> WRITTEN PROBLEM
Pick up the forum reply about Nix 2.4 after its last sentence and keep writing it.

> DOCUMENT

----------

Nix 2.4, and what’s next?

I’d like to give some hindsight from the point-of-view of a Nix developper as to what’s happening there, and also try and spot what can be improved and how.

Note that this reply is just my personal opinion as a Nix contributor. I’m not speaking on behalf of any “Nix dev team” or whatever (if only because − to may great sadness − no such thing exists).

I also certainly don’t intend this as a defense of the current state of things.
I do agree that while there’s some awesome work being done, there’s also issues (although I might not agree with all the ones that are exposed here), and I’m eager to work on trying to improve whatever can be.

Answering the letter point-by-point:

Backward incompatible changes

Basic stable features and interfaces have received backwards-incompatible changes.

That’s indeed true (with the caveat that well, it had been several years without a release and the diff between 2.3 and 2.4 is insanely big).

I think there’s several reasons for these:

  • Some of these bugs are actually hitting some under-specified part of the Nix semantics. For example I’m not sure that the behavior broken in https://github.com/NixOS/nix/issues/4785 has ever been explicitely intended. So the breakage couldn’t really have been caught in any other way than having people use it and notice that it was broken for them.
  • Part of these are just do to the testsuite being generally bad − it’s both quite slow and with a low coverage (though it has improved a lot I think during the few years I’ve been involved in the development of Nix)
  • Some are also just hard problems to track. In particular ensuring the compatibility between every version of the client and the daemon in every possible situation is a lot of work. Not to say that there’s not some room for improvements (and I think that to some extent it’s some work that’s really worth doing if only to specify what should happen in all these cases), but it’s not a trivial problem.
    Also, this part of the codebase suffers from some heavy technical dept because the protocol used beteween the different Nix instances is a custom hard-to-debug thing (trust me, I’ve suffered it). While it was probably a sensible choice when it was invented, it’s a technical dept that we have to bear now.

Additionally, response time to the breaking changes has been bad.
The issue that needs to be addressed is the apparent lack of work to fix backward incompatible changes.

That’s true. And I think this is pointing to a crucial problem in the development of Nix.
There are some people who try to tackle these issues, but nobody (except of course @edolstra) has any legitimity/duty in actually doing that.
Which means (at least for me) that I don’t really feel enticed to even look at issues that aren’t within my immediate reach (either because they are tied to some part of the codebase that I’m not utterly familiar with, or because they involve some design decision that I’m not 100% confident to make by myself).
And since @edolstra didn’t (yet, to the top of my knowledge) develop any super-power, most of these stay unanswered or at least unsolved because there’s nobody to take care of them.
The nix core team was an attempt at fixing this issue (more than 3y ago already), but it didn’t go anywhere unfortunately and got disbanded. Maybe it would be time to resurrect something similar.

nix command

I haven’t been directly involved in this (as far as I remember, most of the changes actually took place before I started touching Nix actually), so I wouldn’t comment too much on this.

----------

> DATA SHOWN
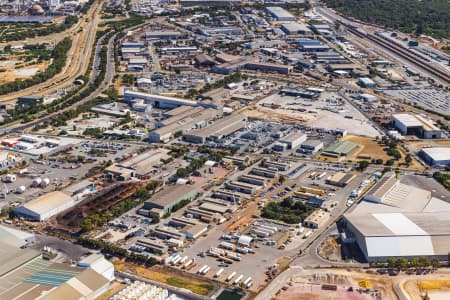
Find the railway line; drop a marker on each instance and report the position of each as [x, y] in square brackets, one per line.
[404, 53]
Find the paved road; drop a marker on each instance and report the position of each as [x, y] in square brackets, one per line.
[185, 294]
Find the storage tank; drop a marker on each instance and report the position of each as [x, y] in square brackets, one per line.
[231, 276]
[45, 182]
[10, 178]
[20, 189]
[218, 272]
[36, 182]
[238, 279]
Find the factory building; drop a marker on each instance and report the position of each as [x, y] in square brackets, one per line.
[342, 148]
[45, 206]
[280, 14]
[316, 219]
[264, 172]
[436, 156]
[170, 196]
[384, 235]
[242, 187]
[311, 146]
[408, 124]
[162, 35]
[366, 83]
[217, 131]
[158, 101]
[140, 166]
[26, 274]
[299, 93]
[294, 139]
[308, 45]
[398, 220]
[340, 179]
[269, 67]
[296, 29]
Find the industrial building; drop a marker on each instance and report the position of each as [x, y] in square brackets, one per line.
[399, 220]
[310, 146]
[269, 67]
[162, 35]
[280, 14]
[170, 196]
[44, 207]
[384, 235]
[217, 131]
[408, 124]
[366, 82]
[340, 179]
[264, 172]
[280, 166]
[296, 28]
[436, 156]
[342, 148]
[140, 166]
[195, 118]
[294, 139]
[26, 275]
[242, 187]
[316, 219]
[157, 100]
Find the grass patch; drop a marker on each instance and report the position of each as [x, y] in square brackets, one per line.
[196, 286]
[201, 289]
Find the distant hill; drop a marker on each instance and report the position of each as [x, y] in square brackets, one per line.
[430, 17]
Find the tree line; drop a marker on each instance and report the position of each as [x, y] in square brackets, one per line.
[430, 17]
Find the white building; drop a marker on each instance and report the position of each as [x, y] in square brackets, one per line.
[280, 14]
[99, 264]
[436, 156]
[294, 139]
[399, 220]
[409, 124]
[44, 207]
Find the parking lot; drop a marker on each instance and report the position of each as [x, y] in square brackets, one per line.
[329, 112]
[433, 99]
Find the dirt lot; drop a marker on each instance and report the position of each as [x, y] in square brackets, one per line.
[170, 277]
[330, 249]
[12, 73]
[438, 289]
[370, 149]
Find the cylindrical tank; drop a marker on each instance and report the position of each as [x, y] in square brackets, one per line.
[37, 181]
[45, 182]
[20, 189]
[10, 178]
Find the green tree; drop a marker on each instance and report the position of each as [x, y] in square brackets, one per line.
[363, 165]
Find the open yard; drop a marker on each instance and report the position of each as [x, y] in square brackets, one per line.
[371, 149]
[176, 279]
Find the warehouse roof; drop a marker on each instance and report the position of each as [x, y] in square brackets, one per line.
[437, 153]
[172, 193]
[414, 121]
[401, 224]
[48, 202]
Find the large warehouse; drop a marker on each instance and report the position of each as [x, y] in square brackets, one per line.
[161, 101]
[44, 207]
[409, 124]
[384, 235]
[280, 14]
[436, 156]
[220, 129]
[170, 196]
[399, 220]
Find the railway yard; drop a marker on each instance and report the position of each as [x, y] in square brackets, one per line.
[250, 151]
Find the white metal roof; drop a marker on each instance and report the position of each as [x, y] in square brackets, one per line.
[399, 246]
[399, 224]
[438, 153]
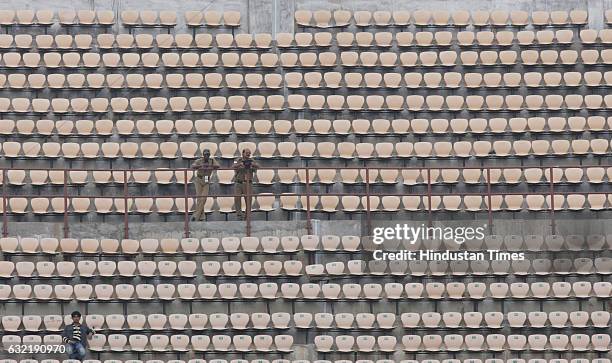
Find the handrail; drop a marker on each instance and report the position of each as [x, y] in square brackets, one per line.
[307, 192]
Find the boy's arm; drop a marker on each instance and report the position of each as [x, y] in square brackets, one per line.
[196, 164]
[65, 335]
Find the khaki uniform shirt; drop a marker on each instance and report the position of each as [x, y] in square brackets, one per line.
[242, 174]
[205, 172]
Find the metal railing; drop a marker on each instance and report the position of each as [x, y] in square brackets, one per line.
[248, 196]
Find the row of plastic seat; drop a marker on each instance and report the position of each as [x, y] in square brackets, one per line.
[458, 342]
[460, 18]
[302, 40]
[298, 102]
[298, 80]
[166, 343]
[28, 17]
[594, 175]
[148, 18]
[318, 127]
[307, 291]
[145, 268]
[87, 268]
[412, 80]
[306, 149]
[129, 18]
[326, 203]
[266, 244]
[347, 59]
[448, 58]
[302, 320]
[423, 39]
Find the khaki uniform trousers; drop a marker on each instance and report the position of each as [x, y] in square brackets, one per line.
[240, 190]
[202, 188]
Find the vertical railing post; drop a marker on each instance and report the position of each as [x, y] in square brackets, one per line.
[186, 216]
[308, 221]
[66, 228]
[4, 215]
[429, 216]
[368, 215]
[490, 207]
[247, 203]
[552, 201]
[126, 227]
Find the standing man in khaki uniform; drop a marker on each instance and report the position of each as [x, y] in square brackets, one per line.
[245, 168]
[204, 167]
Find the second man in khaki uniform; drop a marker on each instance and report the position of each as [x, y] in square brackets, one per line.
[203, 167]
[245, 169]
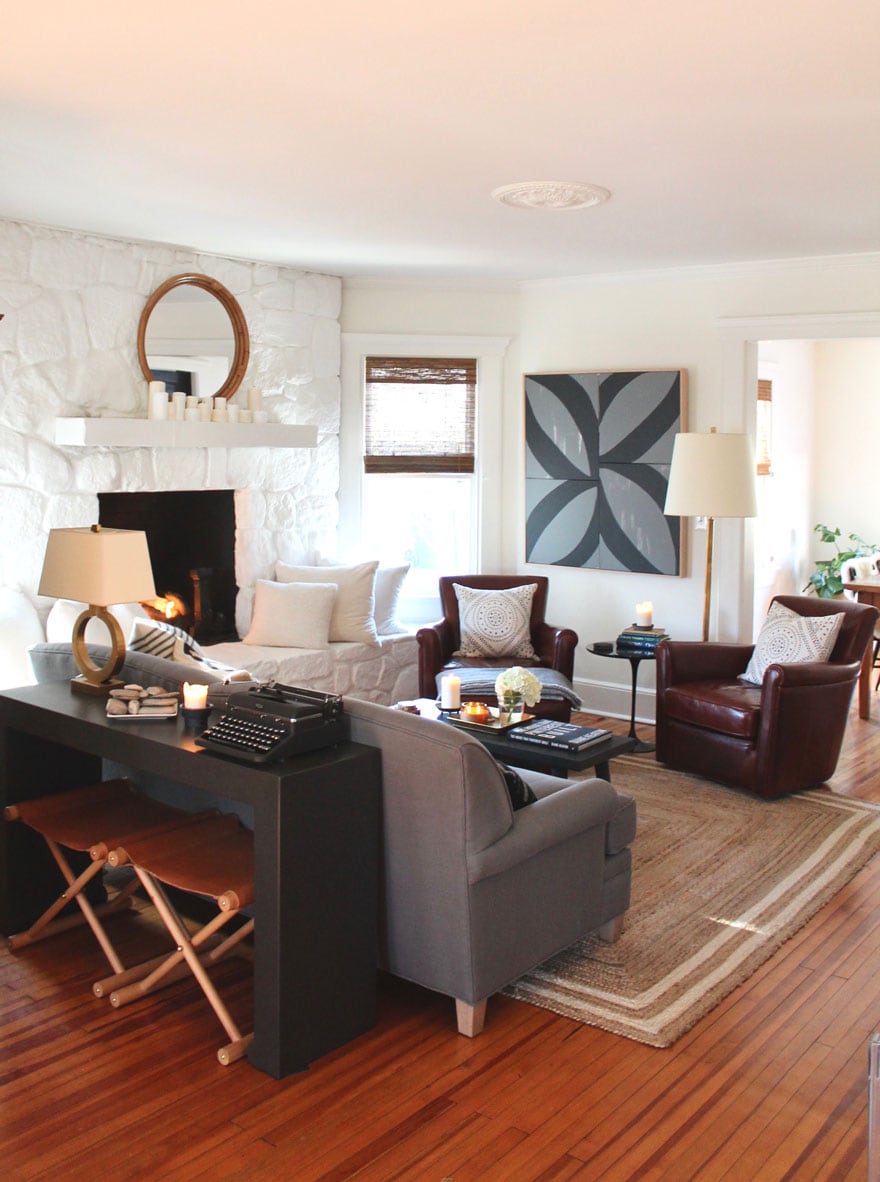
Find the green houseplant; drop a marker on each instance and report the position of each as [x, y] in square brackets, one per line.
[827, 579]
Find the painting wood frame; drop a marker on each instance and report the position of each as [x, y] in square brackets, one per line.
[598, 455]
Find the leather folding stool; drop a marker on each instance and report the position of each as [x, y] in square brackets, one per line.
[93, 819]
[213, 858]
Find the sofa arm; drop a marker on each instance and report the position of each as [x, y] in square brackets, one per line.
[435, 648]
[680, 661]
[578, 805]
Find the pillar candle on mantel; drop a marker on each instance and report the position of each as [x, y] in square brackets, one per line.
[450, 692]
[157, 401]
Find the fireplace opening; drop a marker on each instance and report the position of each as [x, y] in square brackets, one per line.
[191, 539]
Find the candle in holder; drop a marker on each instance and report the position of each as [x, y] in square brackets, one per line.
[645, 614]
[450, 692]
[195, 697]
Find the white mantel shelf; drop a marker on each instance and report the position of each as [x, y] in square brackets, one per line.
[171, 433]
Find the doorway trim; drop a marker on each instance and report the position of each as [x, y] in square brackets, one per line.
[740, 338]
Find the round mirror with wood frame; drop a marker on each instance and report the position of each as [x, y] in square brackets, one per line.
[239, 362]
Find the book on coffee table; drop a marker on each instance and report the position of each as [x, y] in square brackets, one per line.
[562, 735]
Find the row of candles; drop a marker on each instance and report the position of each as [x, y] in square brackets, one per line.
[189, 408]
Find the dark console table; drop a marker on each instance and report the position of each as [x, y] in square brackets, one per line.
[315, 848]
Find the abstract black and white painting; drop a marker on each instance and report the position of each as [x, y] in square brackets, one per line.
[598, 453]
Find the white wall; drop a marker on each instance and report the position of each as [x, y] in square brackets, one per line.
[783, 531]
[69, 348]
[843, 487]
[689, 319]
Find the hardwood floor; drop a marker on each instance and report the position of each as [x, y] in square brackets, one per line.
[769, 1085]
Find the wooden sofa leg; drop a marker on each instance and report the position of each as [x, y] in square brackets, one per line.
[612, 930]
[470, 1019]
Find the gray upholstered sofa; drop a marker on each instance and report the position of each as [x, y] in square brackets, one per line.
[474, 894]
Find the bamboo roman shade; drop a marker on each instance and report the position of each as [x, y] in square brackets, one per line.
[419, 414]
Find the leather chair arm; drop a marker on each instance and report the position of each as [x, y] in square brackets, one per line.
[812, 674]
[679, 661]
[555, 648]
[435, 648]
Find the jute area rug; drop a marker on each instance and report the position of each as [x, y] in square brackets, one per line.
[721, 879]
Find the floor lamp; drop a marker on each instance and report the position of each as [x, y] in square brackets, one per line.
[711, 475]
[97, 567]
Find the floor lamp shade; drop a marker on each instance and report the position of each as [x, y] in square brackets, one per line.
[97, 567]
[711, 475]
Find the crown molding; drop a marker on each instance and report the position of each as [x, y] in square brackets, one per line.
[711, 272]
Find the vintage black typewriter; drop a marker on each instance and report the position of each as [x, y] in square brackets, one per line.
[275, 722]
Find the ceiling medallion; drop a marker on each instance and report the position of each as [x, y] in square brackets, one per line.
[551, 195]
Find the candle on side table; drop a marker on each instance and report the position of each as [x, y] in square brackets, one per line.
[450, 693]
[645, 614]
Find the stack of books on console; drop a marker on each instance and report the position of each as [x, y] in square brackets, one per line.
[562, 735]
[636, 638]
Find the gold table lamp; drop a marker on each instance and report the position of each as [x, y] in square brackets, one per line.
[711, 475]
[97, 566]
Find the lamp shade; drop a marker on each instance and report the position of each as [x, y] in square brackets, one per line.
[97, 566]
[711, 475]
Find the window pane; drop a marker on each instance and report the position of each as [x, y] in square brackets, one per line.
[423, 520]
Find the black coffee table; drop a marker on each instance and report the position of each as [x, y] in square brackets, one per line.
[552, 759]
[538, 758]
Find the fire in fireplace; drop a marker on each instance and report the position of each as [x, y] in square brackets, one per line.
[191, 539]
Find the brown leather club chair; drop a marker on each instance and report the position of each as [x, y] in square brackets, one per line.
[771, 739]
[437, 642]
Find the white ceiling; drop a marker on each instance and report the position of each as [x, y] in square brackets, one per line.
[365, 136]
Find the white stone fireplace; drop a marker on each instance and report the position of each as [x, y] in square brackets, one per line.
[71, 305]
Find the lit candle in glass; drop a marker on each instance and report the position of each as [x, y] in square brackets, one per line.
[195, 697]
[450, 692]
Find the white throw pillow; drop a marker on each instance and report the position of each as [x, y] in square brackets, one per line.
[352, 617]
[789, 638]
[292, 615]
[389, 584]
[495, 623]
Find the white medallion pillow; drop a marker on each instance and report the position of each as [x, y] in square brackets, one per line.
[389, 584]
[789, 638]
[495, 623]
[352, 617]
[292, 615]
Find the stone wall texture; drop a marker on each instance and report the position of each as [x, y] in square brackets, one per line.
[71, 305]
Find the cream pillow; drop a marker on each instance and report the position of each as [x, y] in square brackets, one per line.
[389, 584]
[292, 615]
[495, 623]
[789, 638]
[352, 617]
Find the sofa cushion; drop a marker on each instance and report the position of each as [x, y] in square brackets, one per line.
[729, 707]
[520, 793]
[389, 584]
[352, 618]
[788, 638]
[292, 615]
[495, 623]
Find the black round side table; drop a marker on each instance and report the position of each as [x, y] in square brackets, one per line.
[634, 660]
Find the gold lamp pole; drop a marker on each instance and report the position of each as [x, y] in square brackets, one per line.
[711, 475]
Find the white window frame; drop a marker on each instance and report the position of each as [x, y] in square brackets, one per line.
[486, 512]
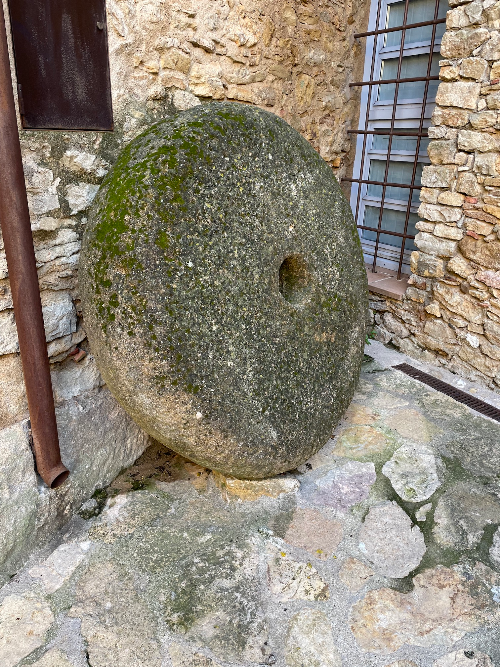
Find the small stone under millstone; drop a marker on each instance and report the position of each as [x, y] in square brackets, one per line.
[224, 290]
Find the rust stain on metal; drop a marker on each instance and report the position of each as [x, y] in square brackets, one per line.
[62, 66]
[18, 242]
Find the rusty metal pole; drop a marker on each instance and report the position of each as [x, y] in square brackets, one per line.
[18, 242]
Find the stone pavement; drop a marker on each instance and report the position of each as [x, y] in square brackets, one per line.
[382, 550]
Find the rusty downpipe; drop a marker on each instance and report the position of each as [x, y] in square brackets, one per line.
[18, 241]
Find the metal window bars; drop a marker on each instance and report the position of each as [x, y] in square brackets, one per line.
[392, 131]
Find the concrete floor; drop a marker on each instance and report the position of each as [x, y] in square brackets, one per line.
[381, 550]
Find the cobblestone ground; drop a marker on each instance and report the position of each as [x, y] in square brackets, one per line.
[382, 550]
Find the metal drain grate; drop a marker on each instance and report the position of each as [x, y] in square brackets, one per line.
[445, 388]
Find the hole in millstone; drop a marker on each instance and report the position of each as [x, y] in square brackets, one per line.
[295, 280]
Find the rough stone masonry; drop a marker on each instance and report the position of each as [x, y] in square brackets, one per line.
[450, 313]
[294, 59]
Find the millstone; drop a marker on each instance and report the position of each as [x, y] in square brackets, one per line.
[224, 290]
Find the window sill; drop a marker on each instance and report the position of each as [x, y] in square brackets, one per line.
[385, 282]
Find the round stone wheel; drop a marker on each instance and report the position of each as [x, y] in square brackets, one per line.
[224, 292]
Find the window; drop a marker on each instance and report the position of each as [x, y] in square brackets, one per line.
[391, 145]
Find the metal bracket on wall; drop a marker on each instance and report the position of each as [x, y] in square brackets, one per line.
[62, 67]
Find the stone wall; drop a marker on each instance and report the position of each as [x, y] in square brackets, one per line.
[292, 58]
[451, 311]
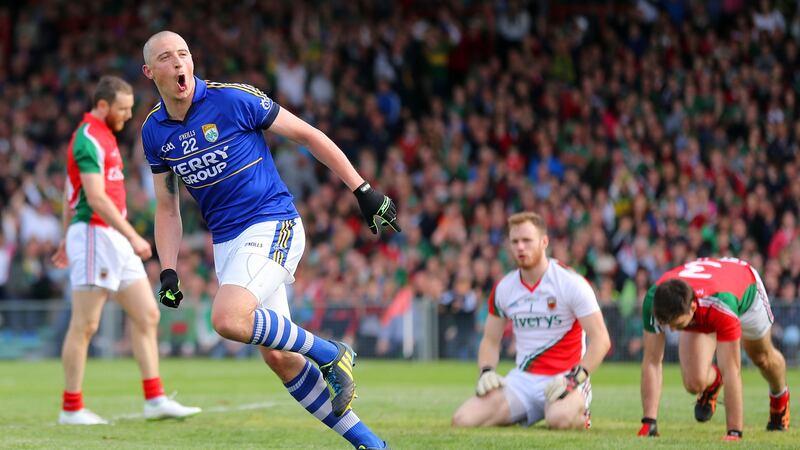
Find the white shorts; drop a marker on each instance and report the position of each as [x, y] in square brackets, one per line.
[757, 320]
[525, 394]
[263, 259]
[101, 256]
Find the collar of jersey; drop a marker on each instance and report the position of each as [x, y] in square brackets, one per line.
[89, 117]
[200, 91]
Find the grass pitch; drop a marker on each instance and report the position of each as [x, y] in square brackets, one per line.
[408, 404]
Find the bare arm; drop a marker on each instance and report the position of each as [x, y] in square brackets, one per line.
[489, 350]
[168, 225]
[729, 360]
[95, 189]
[59, 258]
[599, 342]
[324, 149]
[652, 373]
[66, 213]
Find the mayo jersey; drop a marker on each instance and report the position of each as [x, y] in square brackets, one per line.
[548, 336]
[93, 149]
[724, 289]
[220, 154]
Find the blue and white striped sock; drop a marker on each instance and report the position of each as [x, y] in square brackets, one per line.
[310, 390]
[273, 330]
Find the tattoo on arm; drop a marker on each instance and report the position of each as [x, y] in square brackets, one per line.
[172, 183]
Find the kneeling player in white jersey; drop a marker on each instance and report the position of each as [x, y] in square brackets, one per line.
[553, 309]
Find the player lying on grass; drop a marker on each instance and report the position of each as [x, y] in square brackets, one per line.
[552, 309]
[104, 255]
[702, 298]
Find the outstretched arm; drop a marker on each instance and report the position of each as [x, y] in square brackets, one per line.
[168, 225]
[599, 342]
[489, 355]
[324, 149]
[729, 360]
[378, 209]
[652, 373]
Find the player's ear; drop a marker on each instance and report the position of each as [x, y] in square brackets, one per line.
[103, 106]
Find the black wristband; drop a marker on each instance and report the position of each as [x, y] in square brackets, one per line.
[362, 189]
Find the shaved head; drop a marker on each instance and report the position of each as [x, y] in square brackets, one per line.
[149, 46]
[168, 62]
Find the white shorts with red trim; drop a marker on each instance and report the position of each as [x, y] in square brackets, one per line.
[263, 259]
[101, 256]
[757, 320]
[525, 394]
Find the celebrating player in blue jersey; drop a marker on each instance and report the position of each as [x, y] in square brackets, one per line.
[210, 135]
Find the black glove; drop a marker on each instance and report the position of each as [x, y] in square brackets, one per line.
[733, 435]
[649, 428]
[378, 209]
[170, 293]
[575, 377]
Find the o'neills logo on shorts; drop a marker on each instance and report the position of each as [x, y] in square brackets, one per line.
[526, 321]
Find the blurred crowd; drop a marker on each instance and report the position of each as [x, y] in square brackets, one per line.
[646, 132]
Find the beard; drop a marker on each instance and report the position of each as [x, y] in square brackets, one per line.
[529, 262]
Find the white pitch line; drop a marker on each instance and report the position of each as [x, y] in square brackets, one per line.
[213, 409]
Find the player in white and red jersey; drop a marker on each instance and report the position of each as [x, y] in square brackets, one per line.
[716, 303]
[552, 310]
[104, 254]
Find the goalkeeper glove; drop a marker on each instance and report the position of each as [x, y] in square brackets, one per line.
[378, 209]
[170, 293]
[733, 435]
[488, 381]
[649, 428]
[560, 387]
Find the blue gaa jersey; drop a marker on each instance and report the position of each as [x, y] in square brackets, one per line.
[220, 153]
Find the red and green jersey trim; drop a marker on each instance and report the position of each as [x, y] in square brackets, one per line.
[87, 157]
[494, 308]
[557, 355]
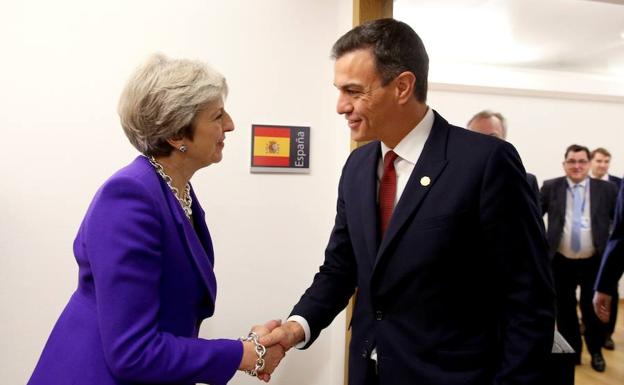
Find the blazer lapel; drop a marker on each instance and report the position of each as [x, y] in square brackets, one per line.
[428, 168]
[368, 204]
[594, 203]
[200, 250]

----------

> FINAL RESULT
I definitely think that there has been a big communication issue indeed. And that’s unfortunate.

Maybe something to take out of this is that Nix developers (me included ofc) should be more careful with what ends-up on master − and even more on releases.
That’s why the --experimental-features flag has been introduced. I have the feeling that it’s a good tradeof (though it could be refined in many ways) between releasing unfinished stuff and having to deal with long-running forks when developping a big feature.
But if ppl have better ideas, I’d be interested to hear them.

Many nix commands are now Flakes-centric, even when Flakes are not enabled

Indeed. But that’s also the whole point of the new CLI.
Whether this is a good choice or not is obviously debatable, but Flakes probably wouldn’t make any sense without being a first-class citizen on the primary interface that the CLI represents.

See also

Not strictly breaking changes, but lack of response to major behaviour change
Temporary build directories not cleaned up because they are not empty · Issue #5207 · NixOS/nix · GitHub

I definitely wouldn’t qualify that as a “major behaviour change”.
It’s definitely a somewhat annoying bug (I hit it every once in a while too), but I don’t think this issue really deserves its place here.

Poor testing without experimental features

Tests for Nix always run with flakes and nix-command experimental features enabled.
This is not how experimental features should be tested.

Yup’, this brings us back to my point about “the testsuite being generally bad” above.
The way everything works would require a giant test matrix, running the entire testsuite (as much as makes sense) along all the following axis:

  • Client version
  • Daemon version
  • Remote builder version
  • Xp features on the client
  • Xp features on the daemon
  • Xp features on the remote builder

(plus the same thing for the non-daemon case)

This is not fundamentally impossible, but way beyond what we have right now, which is:

  • Only one client version
  • A couple of daemon versions
  • Only one remote builder version
  • Everything tested with the same set of XP features, except locally (the testsuite for ca-derivations in particular replicates most of the standard testuite but with the ca-derivations feature enabled).

In addition to the technical difficulties in making all that work, there’s also an issue with the CI wall time (which is already way too long in my opinion), and potentially we’d also reach some scalability issues wrt. the free tier of Gh actions, etc…

Finally, some basic functions are broken

Well, that’s actually a point for the section above about the nix command.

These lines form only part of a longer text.